### 記述課題 1
下の記録から、「negative」という語を含む行をすべて抜き出しなさい。大文字と小文字は区別します。

### 選定本文
________________________________________

聖書の人物

(7)ロトの妻(創世記より)

『主はソドムとゴモラの上に天から、主のもとから硫黄の火を降らせ、これらの町と低地一帯を、町の全住民、地の草木もろとも滅ぼした。ロトの妻は後ろを振り向いたので、塩の柱になった。』(創世記19・24〜26)

ロトはアブラハムの甥である。すでに父を失っていた彼は、アブラハムと行動を共にしてカナンの地に来たが、そこでアブラハムから土地を分けてもらい、ヨルダンの低地に住んだ。しかしそこにあった町「ソドムの人々はわるく、主に対して、はなはだしい罪びとであった」(創世記13・13)。そこで主は天から硫黄と火を降らせて、その地域一帯を滅ぼしてしまおうとする。主は、アブラハムのゆえにロトとその家族を救おうと思い、みつかいたちをつかわして彼らを脱出させたが、そのとき、「うしろをふり返って見てはならない。・・・・・立ち止まってはならない」と命じる。だがロトの妻は、後ろをふり返ったので塩の柱となった、という。

________________________________________

### 本課題の記録
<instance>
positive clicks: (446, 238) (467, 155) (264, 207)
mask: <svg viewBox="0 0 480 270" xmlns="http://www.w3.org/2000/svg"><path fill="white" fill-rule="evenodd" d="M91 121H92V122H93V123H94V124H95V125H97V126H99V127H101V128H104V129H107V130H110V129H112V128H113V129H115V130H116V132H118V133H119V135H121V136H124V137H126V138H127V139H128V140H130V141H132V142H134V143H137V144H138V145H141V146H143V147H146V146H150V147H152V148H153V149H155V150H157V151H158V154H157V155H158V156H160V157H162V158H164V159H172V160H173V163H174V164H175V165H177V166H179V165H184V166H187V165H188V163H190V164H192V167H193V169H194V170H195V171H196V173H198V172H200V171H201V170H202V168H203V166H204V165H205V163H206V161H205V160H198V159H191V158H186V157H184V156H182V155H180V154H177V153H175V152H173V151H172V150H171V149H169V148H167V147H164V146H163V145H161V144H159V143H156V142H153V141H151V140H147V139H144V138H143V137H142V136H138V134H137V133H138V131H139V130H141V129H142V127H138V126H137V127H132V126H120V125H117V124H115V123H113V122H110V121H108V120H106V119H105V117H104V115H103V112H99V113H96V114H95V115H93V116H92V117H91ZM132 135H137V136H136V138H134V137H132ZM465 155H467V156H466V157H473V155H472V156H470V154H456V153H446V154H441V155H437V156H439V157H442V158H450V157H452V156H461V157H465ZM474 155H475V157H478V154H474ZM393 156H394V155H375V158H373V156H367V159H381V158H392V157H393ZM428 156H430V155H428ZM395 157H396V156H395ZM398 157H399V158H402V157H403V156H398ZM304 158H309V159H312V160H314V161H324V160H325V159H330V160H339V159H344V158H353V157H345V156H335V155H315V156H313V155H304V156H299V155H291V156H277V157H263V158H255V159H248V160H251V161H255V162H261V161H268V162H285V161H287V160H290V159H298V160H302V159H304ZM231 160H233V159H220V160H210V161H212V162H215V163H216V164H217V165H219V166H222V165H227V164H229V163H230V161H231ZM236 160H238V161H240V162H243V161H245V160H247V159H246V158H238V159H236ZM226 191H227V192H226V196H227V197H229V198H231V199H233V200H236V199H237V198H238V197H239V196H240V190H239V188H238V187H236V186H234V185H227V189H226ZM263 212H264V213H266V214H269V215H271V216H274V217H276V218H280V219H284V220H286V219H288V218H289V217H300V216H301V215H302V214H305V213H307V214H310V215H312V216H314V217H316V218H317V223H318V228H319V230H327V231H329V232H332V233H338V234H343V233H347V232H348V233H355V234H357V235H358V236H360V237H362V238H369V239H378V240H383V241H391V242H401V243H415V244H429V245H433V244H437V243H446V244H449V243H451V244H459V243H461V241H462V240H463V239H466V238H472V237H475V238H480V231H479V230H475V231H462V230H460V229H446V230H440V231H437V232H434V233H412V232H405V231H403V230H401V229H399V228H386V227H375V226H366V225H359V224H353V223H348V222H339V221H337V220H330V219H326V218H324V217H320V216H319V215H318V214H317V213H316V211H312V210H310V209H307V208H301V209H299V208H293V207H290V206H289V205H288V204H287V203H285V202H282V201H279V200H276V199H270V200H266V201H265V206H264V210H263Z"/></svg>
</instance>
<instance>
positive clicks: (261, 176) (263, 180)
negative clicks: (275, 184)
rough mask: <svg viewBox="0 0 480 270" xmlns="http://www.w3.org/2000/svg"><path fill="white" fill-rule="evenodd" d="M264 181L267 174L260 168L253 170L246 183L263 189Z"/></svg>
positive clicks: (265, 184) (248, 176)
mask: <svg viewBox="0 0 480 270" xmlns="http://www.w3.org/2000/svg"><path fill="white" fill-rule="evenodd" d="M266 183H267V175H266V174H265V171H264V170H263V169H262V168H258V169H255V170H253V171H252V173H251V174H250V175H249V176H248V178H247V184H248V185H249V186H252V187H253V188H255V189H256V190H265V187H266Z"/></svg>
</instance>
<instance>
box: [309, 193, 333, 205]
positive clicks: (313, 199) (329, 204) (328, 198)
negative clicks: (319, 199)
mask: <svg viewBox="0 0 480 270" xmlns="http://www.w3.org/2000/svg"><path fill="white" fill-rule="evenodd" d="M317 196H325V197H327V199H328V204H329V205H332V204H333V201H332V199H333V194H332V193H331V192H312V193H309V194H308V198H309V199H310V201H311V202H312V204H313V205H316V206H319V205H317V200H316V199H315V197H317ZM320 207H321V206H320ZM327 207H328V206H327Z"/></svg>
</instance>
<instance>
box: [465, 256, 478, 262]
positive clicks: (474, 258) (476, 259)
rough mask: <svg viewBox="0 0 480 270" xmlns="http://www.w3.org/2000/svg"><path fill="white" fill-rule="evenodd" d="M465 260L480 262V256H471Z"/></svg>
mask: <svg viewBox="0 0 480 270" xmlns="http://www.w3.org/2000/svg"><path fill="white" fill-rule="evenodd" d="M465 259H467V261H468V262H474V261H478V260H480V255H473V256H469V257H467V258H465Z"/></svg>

________________________________________

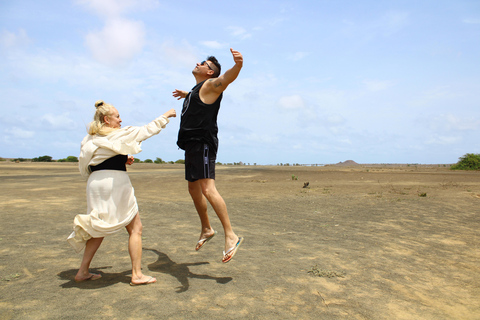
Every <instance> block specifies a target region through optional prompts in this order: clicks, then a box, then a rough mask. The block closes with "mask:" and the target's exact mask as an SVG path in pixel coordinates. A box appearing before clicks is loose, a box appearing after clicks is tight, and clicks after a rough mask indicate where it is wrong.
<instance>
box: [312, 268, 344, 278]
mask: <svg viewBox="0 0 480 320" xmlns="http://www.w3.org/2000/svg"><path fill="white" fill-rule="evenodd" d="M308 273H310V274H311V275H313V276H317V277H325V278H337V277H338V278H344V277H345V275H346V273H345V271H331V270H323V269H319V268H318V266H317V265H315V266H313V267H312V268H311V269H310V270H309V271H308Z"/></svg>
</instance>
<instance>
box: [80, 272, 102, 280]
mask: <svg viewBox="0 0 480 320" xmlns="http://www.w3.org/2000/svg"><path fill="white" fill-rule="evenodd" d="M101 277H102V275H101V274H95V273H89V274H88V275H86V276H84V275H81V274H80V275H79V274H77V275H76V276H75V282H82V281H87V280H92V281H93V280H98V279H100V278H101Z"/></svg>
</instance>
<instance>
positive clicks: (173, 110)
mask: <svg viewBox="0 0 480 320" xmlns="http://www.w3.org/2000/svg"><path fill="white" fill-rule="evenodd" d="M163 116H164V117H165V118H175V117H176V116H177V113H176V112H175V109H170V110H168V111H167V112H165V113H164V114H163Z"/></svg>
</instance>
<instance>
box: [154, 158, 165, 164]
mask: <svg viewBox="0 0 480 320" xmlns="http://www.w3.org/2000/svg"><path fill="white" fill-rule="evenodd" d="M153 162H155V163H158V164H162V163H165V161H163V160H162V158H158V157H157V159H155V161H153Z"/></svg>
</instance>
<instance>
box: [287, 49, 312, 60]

________________________________________

### 記述課題 2
ロトの妻を扱った上の本文を、最後の文の後から書き進めなさい。

### 解答欄 1
negative clicks: (275, 184)
negative clicks: (319, 199)

### 解答欄 2
この物語は、人間の新しい生活への出発においては、過去への未練がしばしば大きな妨げとなることを教えており、その後のユダヤ人およびキリスト者たちに対する警告として長く記憶されてきた。過去にこだわり、それに固執する人々は結局過去化(「塩の柱」とはその象徴)する他ない。「ロトの妻のことを思い出しなさい。自分の命を生かそうと努める者は、それを失い、それを失う者は、かえって保つのである。」(ルカ福音書17・32〜33)(佐伯晴郎著「聖書の人々」より)

この写真は、死海の南西にある岩塩の山の中で、「ロトの妻」と言われているものです。私も1988年にそれを見ましたが、実際は人間よりずっと大きなものです。でも北側からそれを見ると本当に人が振り返って湖の中に沈んだソドムの町を見ているよう思えました。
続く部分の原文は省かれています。